> TASK DESCRIPTION
Render all of the data below as a Markdown table with the columns "No." and "Entry", giving each nonblank line its own numbered row and omitting blank lines.

> DATA SHOWN
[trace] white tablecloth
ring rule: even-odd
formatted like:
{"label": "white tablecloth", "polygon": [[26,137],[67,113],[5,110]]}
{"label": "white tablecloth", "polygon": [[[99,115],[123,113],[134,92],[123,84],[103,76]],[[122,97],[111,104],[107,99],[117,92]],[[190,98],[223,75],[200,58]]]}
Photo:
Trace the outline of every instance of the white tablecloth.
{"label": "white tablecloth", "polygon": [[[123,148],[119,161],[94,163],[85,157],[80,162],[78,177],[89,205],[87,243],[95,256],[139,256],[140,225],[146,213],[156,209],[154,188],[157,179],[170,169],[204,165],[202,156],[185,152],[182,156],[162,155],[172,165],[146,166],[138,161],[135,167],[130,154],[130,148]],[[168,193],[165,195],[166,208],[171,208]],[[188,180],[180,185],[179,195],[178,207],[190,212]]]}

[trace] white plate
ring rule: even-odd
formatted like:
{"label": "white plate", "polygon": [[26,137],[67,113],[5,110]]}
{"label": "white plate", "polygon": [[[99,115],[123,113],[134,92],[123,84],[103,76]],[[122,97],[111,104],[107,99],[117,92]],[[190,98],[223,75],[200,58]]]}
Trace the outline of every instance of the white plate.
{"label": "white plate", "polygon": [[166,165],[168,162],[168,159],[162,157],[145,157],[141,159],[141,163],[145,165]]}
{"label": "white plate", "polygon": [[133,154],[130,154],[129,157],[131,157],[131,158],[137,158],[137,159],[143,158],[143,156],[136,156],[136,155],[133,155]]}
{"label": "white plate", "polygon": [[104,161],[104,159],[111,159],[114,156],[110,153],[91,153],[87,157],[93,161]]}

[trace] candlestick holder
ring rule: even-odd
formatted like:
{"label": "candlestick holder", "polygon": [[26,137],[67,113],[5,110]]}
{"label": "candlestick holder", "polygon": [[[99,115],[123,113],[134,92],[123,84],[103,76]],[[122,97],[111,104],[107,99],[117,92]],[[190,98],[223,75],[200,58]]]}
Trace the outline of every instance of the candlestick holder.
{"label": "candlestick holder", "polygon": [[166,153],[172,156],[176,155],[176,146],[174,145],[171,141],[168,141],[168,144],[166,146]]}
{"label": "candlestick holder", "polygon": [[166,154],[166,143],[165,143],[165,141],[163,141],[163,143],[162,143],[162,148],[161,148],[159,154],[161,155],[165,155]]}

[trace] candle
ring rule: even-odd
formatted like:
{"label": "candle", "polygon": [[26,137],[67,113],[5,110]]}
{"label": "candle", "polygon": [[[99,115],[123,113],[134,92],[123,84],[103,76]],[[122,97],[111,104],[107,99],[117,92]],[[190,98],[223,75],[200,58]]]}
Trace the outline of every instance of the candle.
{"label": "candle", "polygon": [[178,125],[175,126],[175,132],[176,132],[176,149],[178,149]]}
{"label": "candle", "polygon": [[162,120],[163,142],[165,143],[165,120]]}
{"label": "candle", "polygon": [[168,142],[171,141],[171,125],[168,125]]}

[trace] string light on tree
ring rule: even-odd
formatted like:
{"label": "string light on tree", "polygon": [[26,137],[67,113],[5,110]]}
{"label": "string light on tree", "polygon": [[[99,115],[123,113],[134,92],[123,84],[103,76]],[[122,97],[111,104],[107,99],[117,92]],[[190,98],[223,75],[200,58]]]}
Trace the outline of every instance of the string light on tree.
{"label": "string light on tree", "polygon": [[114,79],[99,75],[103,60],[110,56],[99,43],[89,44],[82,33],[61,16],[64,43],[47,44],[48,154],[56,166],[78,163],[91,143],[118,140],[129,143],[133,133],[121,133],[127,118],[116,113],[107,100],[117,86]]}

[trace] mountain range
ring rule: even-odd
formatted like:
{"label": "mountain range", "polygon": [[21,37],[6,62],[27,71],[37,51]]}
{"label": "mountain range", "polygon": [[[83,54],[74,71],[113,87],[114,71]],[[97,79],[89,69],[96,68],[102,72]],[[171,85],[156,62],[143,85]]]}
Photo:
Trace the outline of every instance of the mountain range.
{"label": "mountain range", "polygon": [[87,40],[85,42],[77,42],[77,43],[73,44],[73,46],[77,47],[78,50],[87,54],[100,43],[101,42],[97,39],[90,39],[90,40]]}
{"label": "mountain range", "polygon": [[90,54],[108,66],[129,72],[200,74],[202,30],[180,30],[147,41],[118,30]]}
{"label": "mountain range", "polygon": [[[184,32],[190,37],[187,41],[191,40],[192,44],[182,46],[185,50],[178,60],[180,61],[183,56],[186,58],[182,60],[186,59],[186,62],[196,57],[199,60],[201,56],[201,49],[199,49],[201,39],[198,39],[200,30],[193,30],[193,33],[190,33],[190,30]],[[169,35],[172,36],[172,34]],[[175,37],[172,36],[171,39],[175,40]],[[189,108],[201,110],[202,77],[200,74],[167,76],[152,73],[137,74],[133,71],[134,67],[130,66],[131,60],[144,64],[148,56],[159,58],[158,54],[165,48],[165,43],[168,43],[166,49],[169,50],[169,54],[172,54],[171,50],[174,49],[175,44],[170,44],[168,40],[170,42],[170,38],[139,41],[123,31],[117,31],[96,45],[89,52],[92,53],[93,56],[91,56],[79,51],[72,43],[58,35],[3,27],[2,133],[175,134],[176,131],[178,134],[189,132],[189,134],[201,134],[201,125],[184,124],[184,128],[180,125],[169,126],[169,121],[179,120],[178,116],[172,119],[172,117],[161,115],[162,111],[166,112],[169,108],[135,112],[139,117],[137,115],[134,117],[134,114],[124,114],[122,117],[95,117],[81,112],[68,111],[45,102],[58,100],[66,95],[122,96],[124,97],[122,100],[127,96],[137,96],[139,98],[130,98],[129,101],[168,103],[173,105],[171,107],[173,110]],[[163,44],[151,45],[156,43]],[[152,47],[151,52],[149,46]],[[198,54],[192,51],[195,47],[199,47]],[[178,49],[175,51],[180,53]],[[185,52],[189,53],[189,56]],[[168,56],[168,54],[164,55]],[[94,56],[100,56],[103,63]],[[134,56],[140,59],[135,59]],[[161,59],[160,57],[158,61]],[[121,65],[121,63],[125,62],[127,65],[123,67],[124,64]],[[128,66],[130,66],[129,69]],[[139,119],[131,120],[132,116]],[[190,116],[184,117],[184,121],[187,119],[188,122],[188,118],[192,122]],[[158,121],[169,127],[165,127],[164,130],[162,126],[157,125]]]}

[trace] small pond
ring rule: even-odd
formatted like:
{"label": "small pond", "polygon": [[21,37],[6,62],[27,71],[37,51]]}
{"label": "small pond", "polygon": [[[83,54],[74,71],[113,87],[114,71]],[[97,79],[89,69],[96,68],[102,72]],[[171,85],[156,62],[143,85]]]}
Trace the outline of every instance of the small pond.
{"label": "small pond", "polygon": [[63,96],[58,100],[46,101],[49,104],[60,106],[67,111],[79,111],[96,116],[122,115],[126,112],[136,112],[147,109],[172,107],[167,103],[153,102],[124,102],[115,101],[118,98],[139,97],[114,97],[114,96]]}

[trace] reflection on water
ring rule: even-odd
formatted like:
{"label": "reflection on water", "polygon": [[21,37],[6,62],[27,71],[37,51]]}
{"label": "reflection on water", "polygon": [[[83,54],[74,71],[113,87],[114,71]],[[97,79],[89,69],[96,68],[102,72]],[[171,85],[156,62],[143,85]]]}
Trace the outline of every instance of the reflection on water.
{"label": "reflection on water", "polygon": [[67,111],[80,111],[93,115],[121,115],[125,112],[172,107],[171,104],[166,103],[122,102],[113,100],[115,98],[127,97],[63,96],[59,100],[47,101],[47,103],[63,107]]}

> EXERCISE RESULT
| No. | Entry |
|---|---|
| 1 | [trace] white tablecloth |
| 2 | ring rule: even-odd |
| 3 | formatted like: |
| 4 | {"label": "white tablecloth", "polygon": [[26,137],[67,113],[5,110]]} |
| 5 | {"label": "white tablecloth", "polygon": [[[99,115],[123,113],[134,92],[123,84],[103,76]],[[122,97],[111,104],[107,99],[117,92]],[[190,98],[223,75],[200,58]]]} |
| 6 | Photo: |
| 7 | Trace the outline of every instance of the white tablecloth. |
| 8 | {"label": "white tablecloth", "polygon": [[[123,148],[119,161],[94,163],[85,157],[80,162],[78,177],[89,205],[87,243],[95,256],[139,256],[140,225],[146,213],[156,209],[154,188],[157,179],[170,169],[204,165],[202,156],[185,152],[182,156],[162,155],[172,165],[146,166],[138,161],[135,167],[130,154],[130,148]],[[168,193],[165,195],[166,208],[171,208]],[[188,180],[180,185],[179,195],[178,207],[190,212]]]} |
| 9 | [trace] white plate |
| 10 | ring rule: even-odd |
| 11 | formatted like: |
| 12 | {"label": "white plate", "polygon": [[26,137],[67,113],[5,110]]} |
| 13 | {"label": "white plate", "polygon": [[[99,115],[123,113],[134,92],[123,84],[103,76]],[[122,97],[111,104],[107,99],[117,92]],[[190,98],[223,75],[200,58]]]} |
| 14 | Trace the outline of every instance of the white plate. |
| 15 | {"label": "white plate", "polygon": [[166,165],[168,162],[168,159],[162,157],[145,157],[141,159],[141,163],[145,165]]} |
| 16 | {"label": "white plate", "polygon": [[133,154],[130,154],[129,157],[131,157],[131,158],[137,158],[137,159],[143,158],[143,156],[136,156],[136,155],[133,155]]} |
| 17 | {"label": "white plate", "polygon": [[104,161],[104,159],[111,159],[114,156],[110,153],[91,153],[87,157],[93,161]]} |
| 18 | [trace] candlestick holder |
| 19 | ring rule: even-odd |
| 20 | formatted like: |
| 21 | {"label": "candlestick holder", "polygon": [[26,137],[67,113],[5,110]]} |
| 22 | {"label": "candlestick holder", "polygon": [[[99,115],[123,113],[134,92],[123,84],[103,76]],[[122,97],[111,104],[107,99],[117,92]],[[190,98],[223,75],[200,58]]]} |
| 23 | Trace the outline of every instance of the candlestick holder. |
| 24 | {"label": "candlestick holder", "polygon": [[166,153],[172,156],[176,155],[176,146],[174,145],[171,141],[168,141],[168,144],[166,146]]} |
| 25 | {"label": "candlestick holder", "polygon": [[166,154],[166,143],[165,143],[165,141],[163,141],[163,143],[162,143],[162,148],[161,148],[159,154],[161,155],[165,155]]} |
| 26 | [trace] candle |
| 27 | ring rule: even-odd |
| 28 | formatted like: |
| 29 | {"label": "candle", "polygon": [[26,137],[67,113],[5,110]]} |
| 30 | {"label": "candle", "polygon": [[[99,115],[123,113],[134,92],[123,84],[103,76]],[[122,97],[111,104],[107,99],[117,92]],[[190,98],[223,75],[200,58]]]} |
| 31 | Trace the outline of every instance of the candle. |
| 32 | {"label": "candle", "polygon": [[178,125],[175,126],[175,132],[176,132],[176,149],[178,149]]} |
| 33 | {"label": "candle", "polygon": [[162,120],[163,142],[165,143],[165,120]]} |
| 34 | {"label": "candle", "polygon": [[168,142],[171,141],[171,125],[168,125]]} |
| 35 | [trace] string light on tree |
| 36 | ring rule: even-odd |
| 37 | formatted like: |
| 38 | {"label": "string light on tree", "polygon": [[26,137],[67,113],[5,110]]} |
| 39 | {"label": "string light on tree", "polygon": [[[99,115],[123,113],[134,92],[123,84],[103,76]],[[122,97],[111,104],[107,99],[117,92]],[[190,98],[223,75],[200,58]]]} |
| 40 | Trace the outline of every instance of the string light on tree. |
| 41 | {"label": "string light on tree", "polygon": [[114,79],[99,75],[103,60],[110,56],[99,43],[89,44],[82,33],[61,16],[64,43],[47,44],[48,154],[56,166],[78,163],[91,143],[118,140],[129,143],[133,133],[121,133],[127,118],[116,113],[107,100],[117,86]]} |
| 42 | [trace] mountain range |
| 43 | ring rule: even-odd |
| 44 | formatted like: |
| 45 | {"label": "mountain range", "polygon": [[21,37],[6,62],[27,71],[37,51]]} |
| 46 | {"label": "mountain range", "polygon": [[[83,54],[74,71],[113,87],[114,71]],[[97,79],[89,69],[96,68],[102,72]],[[171,85],[156,62],[143,85]]]} |
| 47 | Photo: |
| 48 | Trace the outline of every instance of the mountain range. |
| 49 | {"label": "mountain range", "polygon": [[87,40],[85,42],[77,42],[77,43],[73,44],[73,46],[77,47],[78,50],[87,54],[100,43],[101,42],[97,39],[90,39],[90,40]]} |
| 50 | {"label": "mountain range", "polygon": [[90,54],[108,66],[129,72],[200,74],[202,30],[180,30],[147,41],[118,30]]} |
| 51 | {"label": "mountain range", "polygon": [[[184,32],[190,37],[187,41],[191,40],[192,44],[182,46],[185,50],[178,60],[180,61],[183,56],[186,58],[182,60],[186,59],[186,62],[196,57],[199,60],[201,56],[201,49],[199,49],[201,39],[198,39],[200,30],[193,30],[193,33],[190,33],[190,30]],[[169,35],[172,36],[172,34]],[[175,37],[172,36],[171,39],[175,40]],[[189,108],[201,110],[202,77],[200,74],[167,76],[152,73],[137,74],[133,71],[134,67],[130,66],[131,60],[144,64],[148,56],[159,58],[158,54],[165,48],[165,43],[168,43],[166,49],[169,50],[169,54],[172,54],[171,50],[174,49],[175,44],[170,44],[168,40],[170,42],[170,38],[139,41],[123,31],[117,31],[96,45],[89,52],[92,53],[93,56],[91,56],[79,51],[72,43],[58,35],[3,27],[2,133],[175,134],[176,131],[178,134],[189,132],[189,134],[201,134],[201,125],[184,124],[184,128],[180,125],[169,126],[169,121],[179,120],[178,116],[172,119],[172,117],[161,115],[162,111],[166,112],[169,108],[135,112],[139,117],[137,115],[134,117],[134,114],[124,114],[122,117],[95,117],[81,112],[68,111],[45,102],[58,100],[66,95],[122,96],[124,97],[122,100],[127,96],[137,96],[139,98],[130,98],[129,101],[168,103],[173,105],[171,107],[173,110]],[[163,44],[151,45],[156,43]],[[152,47],[151,52],[149,46]],[[198,54],[192,51],[195,47],[199,47]],[[178,49],[175,51],[180,53]],[[185,52],[189,53],[189,56]],[[168,56],[168,54],[164,55]],[[94,56],[100,56],[103,63]],[[134,56],[140,59],[135,59]],[[161,59],[160,57],[158,61]],[[121,65],[121,63],[125,62],[127,65],[123,67],[124,64]],[[128,66],[130,66],[129,69]],[[139,119],[131,120],[132,116]],[[190,116],[184,117],[184,121],[187,119],[188,122],[188,118],[192,122]],[[158,121],[169,127],[165,127],[164,130],[162,126],[157,125]]]} |
| 52 | [trace] small pond |
| 53 | ring rule: even-odd |
| 54 | formatted like: |
| 55 | {"label": "small pond", "polygon": [[21,37],[6,62],[27,71],[37,51]]} |
| 56 | {"label": "small pond", "polygon": [[[83,54],[74,71],[113,87],[114,71]],[[97,79],[89,69],[96,68],[102,72]],[[171,85],[156,62],[143,85]]]} |
| 57 | Trace the outline of every instance of the small pond. |
| 58 | {"label": "small pond", "polygon": [[63,96],[58,100],[46,101],[49,104],[60,106],[67,111],[79,111],[96,116],[122,115],[126,112],[136,112],[147,109],[172,107],[167,103],[153,102],[124,102],[115,101],[118,98],[139,97],[114,97],[114,96]]} |
| 59 | [trace] reflection on water |
| 60 | ring rule: even-odd |
| 61 | formatted like: |
| 62 | {"label": "reflection on water", "polygon": [[21,37],[6,62],[27,71],[37,51]]} |
| 63 | {"label": "reflection on water", "polygon": [[[83,54],[74,71],[113,87],[114,71]],[[97,79],[89,69],[96,68],[102,72]],[[171,85],[156,62],[143,85]]]} |
| 64 | Trace the outline of every instance of the reflection on water. |
| 65 | {"label": "reflection on water", "polygon": [[67,111],[80,111],[93,115],[121,115],[125,112],[172,107],[171,104],[166,103],[122,102],[113,100],[115,98],[127,97],[63,96],[59,100],[47,101],[47,103],[63,107]]} |